# Task prompt
Using the records below, reproduce exactly the lines from the one containing "For each instance of the grass, the" through the end, and nothing more; skip the images.

[Image object location entries]
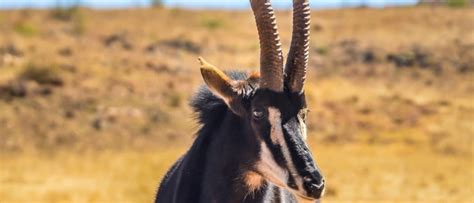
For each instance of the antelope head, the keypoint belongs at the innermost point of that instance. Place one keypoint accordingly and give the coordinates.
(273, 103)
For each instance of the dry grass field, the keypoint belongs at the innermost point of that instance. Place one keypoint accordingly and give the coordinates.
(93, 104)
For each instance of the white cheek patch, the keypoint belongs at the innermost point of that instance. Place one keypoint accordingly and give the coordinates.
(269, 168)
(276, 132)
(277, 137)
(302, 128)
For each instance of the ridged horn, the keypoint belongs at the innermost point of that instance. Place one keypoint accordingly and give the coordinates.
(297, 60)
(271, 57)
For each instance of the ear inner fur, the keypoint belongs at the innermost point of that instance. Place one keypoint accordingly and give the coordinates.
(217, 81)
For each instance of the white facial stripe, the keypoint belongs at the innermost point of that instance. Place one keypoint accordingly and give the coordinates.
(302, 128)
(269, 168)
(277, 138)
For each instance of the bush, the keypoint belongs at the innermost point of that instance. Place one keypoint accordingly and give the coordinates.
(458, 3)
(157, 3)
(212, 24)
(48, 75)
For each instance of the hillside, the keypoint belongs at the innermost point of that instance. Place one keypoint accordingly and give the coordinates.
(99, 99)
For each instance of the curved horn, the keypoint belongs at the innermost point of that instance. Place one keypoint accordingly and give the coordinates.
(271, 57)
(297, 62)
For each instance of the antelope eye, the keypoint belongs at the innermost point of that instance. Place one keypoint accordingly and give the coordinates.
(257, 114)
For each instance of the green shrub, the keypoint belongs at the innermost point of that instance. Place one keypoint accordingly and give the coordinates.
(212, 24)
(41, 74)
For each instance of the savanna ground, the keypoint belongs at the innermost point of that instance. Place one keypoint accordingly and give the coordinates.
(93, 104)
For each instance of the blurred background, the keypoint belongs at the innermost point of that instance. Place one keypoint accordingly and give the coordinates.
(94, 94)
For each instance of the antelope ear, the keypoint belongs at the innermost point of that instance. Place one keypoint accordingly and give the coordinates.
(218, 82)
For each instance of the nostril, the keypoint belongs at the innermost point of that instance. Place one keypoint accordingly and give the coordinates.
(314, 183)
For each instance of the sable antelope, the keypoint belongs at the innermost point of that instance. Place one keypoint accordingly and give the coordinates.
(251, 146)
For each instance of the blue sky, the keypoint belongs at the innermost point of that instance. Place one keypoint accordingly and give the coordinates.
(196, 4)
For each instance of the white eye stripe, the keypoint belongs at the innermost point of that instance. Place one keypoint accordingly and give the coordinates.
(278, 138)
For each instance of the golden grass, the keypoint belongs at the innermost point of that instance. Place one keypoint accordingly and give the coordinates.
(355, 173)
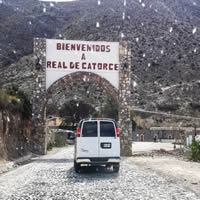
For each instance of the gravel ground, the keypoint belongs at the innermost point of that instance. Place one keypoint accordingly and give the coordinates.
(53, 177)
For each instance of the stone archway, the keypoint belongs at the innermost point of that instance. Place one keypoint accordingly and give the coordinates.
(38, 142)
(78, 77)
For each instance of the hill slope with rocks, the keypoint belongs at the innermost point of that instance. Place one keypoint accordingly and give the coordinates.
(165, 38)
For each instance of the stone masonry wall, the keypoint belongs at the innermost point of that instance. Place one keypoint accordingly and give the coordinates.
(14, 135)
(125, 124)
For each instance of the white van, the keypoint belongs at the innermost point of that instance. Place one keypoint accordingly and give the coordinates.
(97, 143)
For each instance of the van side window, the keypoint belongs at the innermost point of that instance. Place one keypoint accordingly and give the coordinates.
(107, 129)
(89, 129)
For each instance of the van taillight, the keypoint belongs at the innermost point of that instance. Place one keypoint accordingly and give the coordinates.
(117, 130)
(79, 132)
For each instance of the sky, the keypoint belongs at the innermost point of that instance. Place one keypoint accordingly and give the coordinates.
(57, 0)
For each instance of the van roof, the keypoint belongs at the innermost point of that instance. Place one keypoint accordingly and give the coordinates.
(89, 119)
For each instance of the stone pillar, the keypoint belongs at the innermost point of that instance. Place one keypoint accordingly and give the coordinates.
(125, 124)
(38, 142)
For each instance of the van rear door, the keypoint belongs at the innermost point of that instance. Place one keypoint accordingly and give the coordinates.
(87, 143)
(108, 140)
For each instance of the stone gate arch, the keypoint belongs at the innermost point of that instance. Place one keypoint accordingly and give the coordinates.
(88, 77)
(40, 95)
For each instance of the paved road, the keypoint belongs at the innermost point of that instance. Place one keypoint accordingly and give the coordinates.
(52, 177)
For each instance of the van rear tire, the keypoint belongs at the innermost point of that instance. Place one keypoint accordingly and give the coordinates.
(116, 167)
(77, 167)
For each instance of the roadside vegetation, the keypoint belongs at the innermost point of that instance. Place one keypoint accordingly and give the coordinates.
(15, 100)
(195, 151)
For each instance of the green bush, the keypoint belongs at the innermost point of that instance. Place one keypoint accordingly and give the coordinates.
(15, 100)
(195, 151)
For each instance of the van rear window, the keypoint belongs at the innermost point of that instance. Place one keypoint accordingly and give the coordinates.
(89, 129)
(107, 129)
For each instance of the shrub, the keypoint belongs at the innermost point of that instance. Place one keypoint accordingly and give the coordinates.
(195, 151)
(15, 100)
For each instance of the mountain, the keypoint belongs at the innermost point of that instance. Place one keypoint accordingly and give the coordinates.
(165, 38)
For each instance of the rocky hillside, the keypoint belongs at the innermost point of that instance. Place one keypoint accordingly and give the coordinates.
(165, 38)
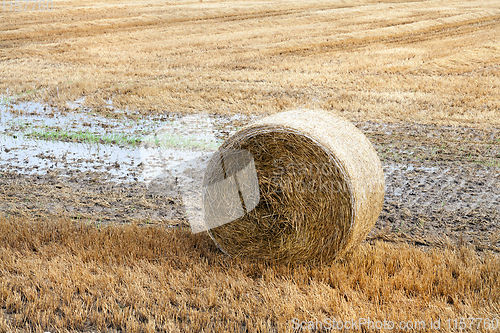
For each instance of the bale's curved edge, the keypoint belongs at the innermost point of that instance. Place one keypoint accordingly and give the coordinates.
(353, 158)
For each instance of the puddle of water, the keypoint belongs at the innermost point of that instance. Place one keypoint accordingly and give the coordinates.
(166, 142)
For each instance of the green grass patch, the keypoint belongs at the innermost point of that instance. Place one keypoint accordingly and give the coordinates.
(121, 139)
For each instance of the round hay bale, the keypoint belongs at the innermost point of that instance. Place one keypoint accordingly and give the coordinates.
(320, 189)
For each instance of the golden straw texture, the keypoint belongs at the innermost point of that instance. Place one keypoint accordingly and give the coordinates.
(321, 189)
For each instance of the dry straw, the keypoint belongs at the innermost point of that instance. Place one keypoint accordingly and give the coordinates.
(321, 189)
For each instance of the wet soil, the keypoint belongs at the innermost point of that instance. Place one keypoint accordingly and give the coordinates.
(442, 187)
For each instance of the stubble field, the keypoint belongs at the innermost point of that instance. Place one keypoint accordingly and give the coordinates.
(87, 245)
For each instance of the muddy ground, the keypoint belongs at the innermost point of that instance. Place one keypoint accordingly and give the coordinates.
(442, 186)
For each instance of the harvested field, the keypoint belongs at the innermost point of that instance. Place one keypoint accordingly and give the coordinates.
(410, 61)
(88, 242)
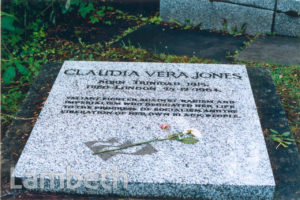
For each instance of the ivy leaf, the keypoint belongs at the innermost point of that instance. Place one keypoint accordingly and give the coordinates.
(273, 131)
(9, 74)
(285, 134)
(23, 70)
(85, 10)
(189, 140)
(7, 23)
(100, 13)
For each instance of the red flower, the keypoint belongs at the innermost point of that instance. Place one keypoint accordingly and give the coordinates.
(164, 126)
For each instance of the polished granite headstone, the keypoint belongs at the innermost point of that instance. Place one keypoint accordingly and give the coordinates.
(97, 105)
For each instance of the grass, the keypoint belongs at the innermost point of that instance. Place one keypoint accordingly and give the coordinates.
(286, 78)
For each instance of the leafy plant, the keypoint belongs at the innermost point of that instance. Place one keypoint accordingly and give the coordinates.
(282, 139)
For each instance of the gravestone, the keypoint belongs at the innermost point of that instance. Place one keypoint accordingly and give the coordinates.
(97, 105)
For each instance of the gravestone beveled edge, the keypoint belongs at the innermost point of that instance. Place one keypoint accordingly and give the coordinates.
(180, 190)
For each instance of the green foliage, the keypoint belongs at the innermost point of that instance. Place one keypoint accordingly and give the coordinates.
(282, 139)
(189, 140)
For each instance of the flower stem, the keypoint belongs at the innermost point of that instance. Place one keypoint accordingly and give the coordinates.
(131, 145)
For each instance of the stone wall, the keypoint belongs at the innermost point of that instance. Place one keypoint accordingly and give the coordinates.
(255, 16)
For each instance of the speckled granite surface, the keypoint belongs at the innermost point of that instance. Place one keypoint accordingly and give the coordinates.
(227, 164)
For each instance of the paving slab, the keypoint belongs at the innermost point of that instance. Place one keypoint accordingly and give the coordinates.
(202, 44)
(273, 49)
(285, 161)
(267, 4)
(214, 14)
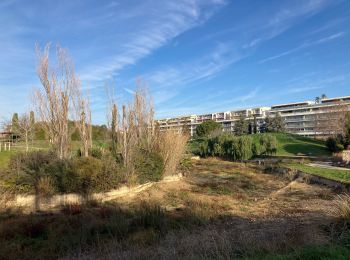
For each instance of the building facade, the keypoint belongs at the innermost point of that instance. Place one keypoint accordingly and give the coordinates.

# Solution
For each instance of the grass, the keypoint belongs at the innermost point of that instance. Place one keypoint accordingly and give the coordinates.
(286, 78)
For each instance of the leafy plant, the keypoint belongs at the innermost point of that instance. Place one keypoint accordingly and give the coordinates.
(282, 139)
For each instance of the gravestone, the keypoint belongs at the innermost point of that instance. Place one keypoint accordingly and give the coordinates.
(97, 105)
For each instance of the gravestone beveled edge, the keypoint belongs at the innermost point of that instance. Place one keypoint accordingly and give the coordinates.
(180, 190)
For each instance of the green foliage, the keypoint belongs at the innermost point of that instance. Place one keypoint accordingly and give the coordinates.
(282, 139)
(189, 140)
For each instance of the flower stem, the keypoint belongs at the innermost point of that instance. Place one keypoint accordingly and give the coordinates.
(131, 145)
For each instance of the stone wall, the keypoint belongs at the innermost point of that instance. Place one keypoint accordingly and give the coordinates.
(255, 16)
For each instance of the speckled granite surface, the keypoint belongs at the innermost point of that instance. Place one keypoint accordingly and give the coordinates.
(227, 164)
For each instance of the paving slab, the keypoint belongs at the innermost point of that instance. Place one keypoint accordingly and give the coordinates.
(202, 44)
(273, 49)
(285, 161)
(267, 4)
(214, 14)
For each instance of the building facade, the keypoint belongs at the innermost point of that instance. Place one keypoint accordingly and give the coordinates.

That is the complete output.